### BLOC DE TEXTE
Charlemagne & la renaissance spirituelle carolingienne
Le roi barbare qui, plus que tout autre, a
laissé son empreinte dans l’imaginaire collectif européen, est sans
l’ombre d’un doute Charles, dit le Grand par la grandeur de ses visions
politique, militaire, législative et aussi spirituelle. Après les siècles
obscurs de l’antiquité romaine tardive, et des invasions, voici un grand
souverain, comparable par la largesse de ses idées, aux grands empereurs
byzantins, comme Théodose ou comme Constantin. Il poursuivit une politique d’étroite
collaboration avec les pontifes romains, en soumettant et en convertissant au
christianisme les peuples germaniques, comme il contraignit les Saxons de le
faire aussi. Son oeuvre vise à uniformiser et planifier sous tous les points de
vue (y compris le religieux) les territoires de l’ex-Empire Romain d’Occident.
Unité politique, religieuse, législative, monétaire (la dernière fois avant
l’Euro), culturelle et sociale. Son rêve fut si grand, si important, pour les
nouveaux peuples romans germaniques qu’il demeura longtemps un point de référence
pour les souverains qui lui succédèrent sur le trône de l’Empire. Il fut le
premier Empereur du Saint Empire Romain, fondé par lui et par le Pape voici
exactement 1200 ans, la nuit de Noël 800, quand il fut couronné à Rome par le
Pape Léon III.
Charlemagne
Du point de vue religieux, avec son Admonitio generalis de 789, il voulut réformer les règles religieuses en matière de liturgie, d’application dans tous les monastères de la règle bénédictine, de révision uniforme de la Bible et d’instruction du Clergé. Pour réaliser ces réformes, il appela à la cour d’Aix-la-Chapelle les meilleurs intellectuels de l’époque, comme Théodulfe, Paolino d’Aquila, le lombard Paul Diacre, et surtout Alcuin de York. Ce réformateur anglais génial est une figure d’une importance fondamentale pour retrouver et recueillir la sagesse antique et la transmettre aux générations futures, au travers de la pratique de l’écriture copiste dans les monastères bénédictins. Le désir d’uniformiser et de codifier la foi catholique eut quelques issues pratiques, dont les conséquences sont encore présentes même dans notre culture et dans notre foi chrétienne:
1) Uniformité de l’écriture, avec la
codification de la graphie: la minuscule
carolingienne, encore présente dans nos caractères d’imprimerie modernes,
comme la Times New Roman ( le caractère
du présent texte, ndt), et l’invention des signes modernes de ponctuation,
comme le point d’interrogation;
2) Uniformité de compilation de la Bible: les splendides exemplaires de la Bible d’Alcuin en sont le résultat (une trentaine environ);
3) Uniformité
de la liturgie, avec l’application du Canon Romain et de la liturgie des
heures pour tout le clergé, l’obligation de savoir lire et écrire en latin,
l’adoration de la règle bénédictine dans tous les monastères du Saint
Empire Romain;
4) Uniformité
de la foi: condamnation de l’iconoclastie (refus des images) réalisée dans
l’Empire d’Orient, et admission de la procession de l’Esprit Saint
provenant du Père et du Fils (Filioque),
expressément voulue par Charlemagne. Le résultat le plus élevé de ce travail
théologique fut les Livres Carolingiens,
celui aux conséquences négatives les plus immédiates fut le schisme de l’Église
d’Orient (867).

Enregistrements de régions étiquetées
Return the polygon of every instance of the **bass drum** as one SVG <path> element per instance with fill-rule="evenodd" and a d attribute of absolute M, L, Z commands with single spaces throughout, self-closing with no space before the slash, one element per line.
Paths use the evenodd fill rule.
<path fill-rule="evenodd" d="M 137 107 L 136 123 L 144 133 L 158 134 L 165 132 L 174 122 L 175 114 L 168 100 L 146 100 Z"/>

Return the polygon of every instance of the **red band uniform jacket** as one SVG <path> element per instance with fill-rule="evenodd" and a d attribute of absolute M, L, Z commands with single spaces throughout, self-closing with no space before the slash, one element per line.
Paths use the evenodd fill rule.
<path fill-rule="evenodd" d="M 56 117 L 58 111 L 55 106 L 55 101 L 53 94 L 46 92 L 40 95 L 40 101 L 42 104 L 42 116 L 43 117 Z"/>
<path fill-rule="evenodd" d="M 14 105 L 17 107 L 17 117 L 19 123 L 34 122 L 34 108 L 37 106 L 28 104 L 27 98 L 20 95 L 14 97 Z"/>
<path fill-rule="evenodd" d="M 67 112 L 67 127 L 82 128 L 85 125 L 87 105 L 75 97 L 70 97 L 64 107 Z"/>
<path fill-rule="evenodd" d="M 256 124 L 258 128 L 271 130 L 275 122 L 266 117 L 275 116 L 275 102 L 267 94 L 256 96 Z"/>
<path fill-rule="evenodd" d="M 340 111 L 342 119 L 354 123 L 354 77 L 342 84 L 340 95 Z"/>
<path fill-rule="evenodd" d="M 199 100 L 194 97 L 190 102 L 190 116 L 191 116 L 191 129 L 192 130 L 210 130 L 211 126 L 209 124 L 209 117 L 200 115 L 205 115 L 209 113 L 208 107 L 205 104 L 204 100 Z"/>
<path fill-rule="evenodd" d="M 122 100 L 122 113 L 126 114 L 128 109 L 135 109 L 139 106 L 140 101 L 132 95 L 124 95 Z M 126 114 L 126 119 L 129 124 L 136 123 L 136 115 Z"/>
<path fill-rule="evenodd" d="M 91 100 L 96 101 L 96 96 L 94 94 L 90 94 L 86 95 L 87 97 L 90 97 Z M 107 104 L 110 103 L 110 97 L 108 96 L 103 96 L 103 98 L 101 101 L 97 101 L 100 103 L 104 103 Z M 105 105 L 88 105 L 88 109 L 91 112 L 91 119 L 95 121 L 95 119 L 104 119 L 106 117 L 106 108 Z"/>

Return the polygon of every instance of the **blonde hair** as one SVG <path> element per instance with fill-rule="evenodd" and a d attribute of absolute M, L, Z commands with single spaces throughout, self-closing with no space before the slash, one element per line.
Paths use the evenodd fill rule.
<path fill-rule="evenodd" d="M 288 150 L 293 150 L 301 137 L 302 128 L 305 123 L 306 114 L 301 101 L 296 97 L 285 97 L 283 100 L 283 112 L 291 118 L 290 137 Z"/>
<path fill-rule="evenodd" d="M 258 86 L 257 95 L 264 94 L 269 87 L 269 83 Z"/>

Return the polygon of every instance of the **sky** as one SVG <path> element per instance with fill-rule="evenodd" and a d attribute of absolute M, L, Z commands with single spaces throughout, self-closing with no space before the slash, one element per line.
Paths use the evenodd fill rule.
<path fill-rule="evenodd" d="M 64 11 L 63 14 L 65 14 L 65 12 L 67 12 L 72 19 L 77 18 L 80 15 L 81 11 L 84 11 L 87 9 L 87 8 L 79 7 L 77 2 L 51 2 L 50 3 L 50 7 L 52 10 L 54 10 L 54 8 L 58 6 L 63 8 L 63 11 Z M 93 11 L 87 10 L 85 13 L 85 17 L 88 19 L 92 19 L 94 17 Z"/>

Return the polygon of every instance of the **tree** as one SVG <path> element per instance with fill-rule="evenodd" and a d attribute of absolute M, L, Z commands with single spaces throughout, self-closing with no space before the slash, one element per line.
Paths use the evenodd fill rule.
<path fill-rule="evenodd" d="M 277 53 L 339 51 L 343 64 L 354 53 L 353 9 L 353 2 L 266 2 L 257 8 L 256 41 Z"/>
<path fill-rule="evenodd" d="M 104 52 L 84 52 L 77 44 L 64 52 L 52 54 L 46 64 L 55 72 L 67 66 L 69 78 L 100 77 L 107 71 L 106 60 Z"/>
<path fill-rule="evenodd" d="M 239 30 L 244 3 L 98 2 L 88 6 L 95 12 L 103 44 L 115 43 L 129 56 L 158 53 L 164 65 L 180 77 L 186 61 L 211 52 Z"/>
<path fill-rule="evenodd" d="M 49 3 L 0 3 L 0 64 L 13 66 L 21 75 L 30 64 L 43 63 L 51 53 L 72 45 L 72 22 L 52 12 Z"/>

### CONSIGNES
A – Recopiez à l'identique les lignes des entrées, de leur toute première ligne jusqu'à celle qui contient « 137 107 L 136 », cette dernière incluse.
B – Prolongez le texte sur Charlemagne et la renaissance spirituelle carolingienne en partant de sa dernière phrase.

### CORRIGÉ DES EXERCICES
A –
Return the polygon of every instance of the **bass drum** as one SVG <path> element per instance with fill-rule="evenodd" and a d attribute of absolute M, L, Z commands with single spaces throughout, self-closing with no space before the slash, one element per line.
Paths use the evenodd fill rule.
<path fill-rule="evenodd" d="M 137 107 L 136 123 L 144 133 L 158 134 L 165 132 L 174 122 L 175 114 L 168 100 L 146 100 Z"/>

B –
5) Uniformité de la méthode d’étude théologique, basée sur trois points: lecture de la bible, études des Pères et des philosophes antiques, application des arts libéraux, en particulier le trivium: dialectique, rhétorique, grammaire. Cette méthodologie marquera pour longtemps le développement de la théologie médiévale.
Trois
furent les empereurs carolingiens qui se succédèrent, à qui correspondent
trois grandes figures spirituelles et intellectuelles de l’époque:
Charlemagne et Alcuin, Louis le Pieux
et le bienheureux Raban Maur, Charles
le Chauve et Jean Scot Érigène.
Trois intellectuels étrangers, donc, un anglais, un allemand et un irlandais.
Ils lièrent indissolublement la connaissance philosophique à la foi religieuse,
selon la maxime de Jean Scot Érigène: « La vraie religion est la vraie
philosophie et la vraie philosophie est la vraie religion. » (De
praedestinazione, I, 1). Furent
donc redécouverts, non seulement les Pères de l’Église, latins et grecs,
non seulement les « Pères » médiévaux somme Saint Grégoire le
Grand et Saint Isidore de Séville , mais aussi des philosophes païens comme
Plotin et Proclus et un grand et malheureux philosophe chrétien, Séverin Boèce.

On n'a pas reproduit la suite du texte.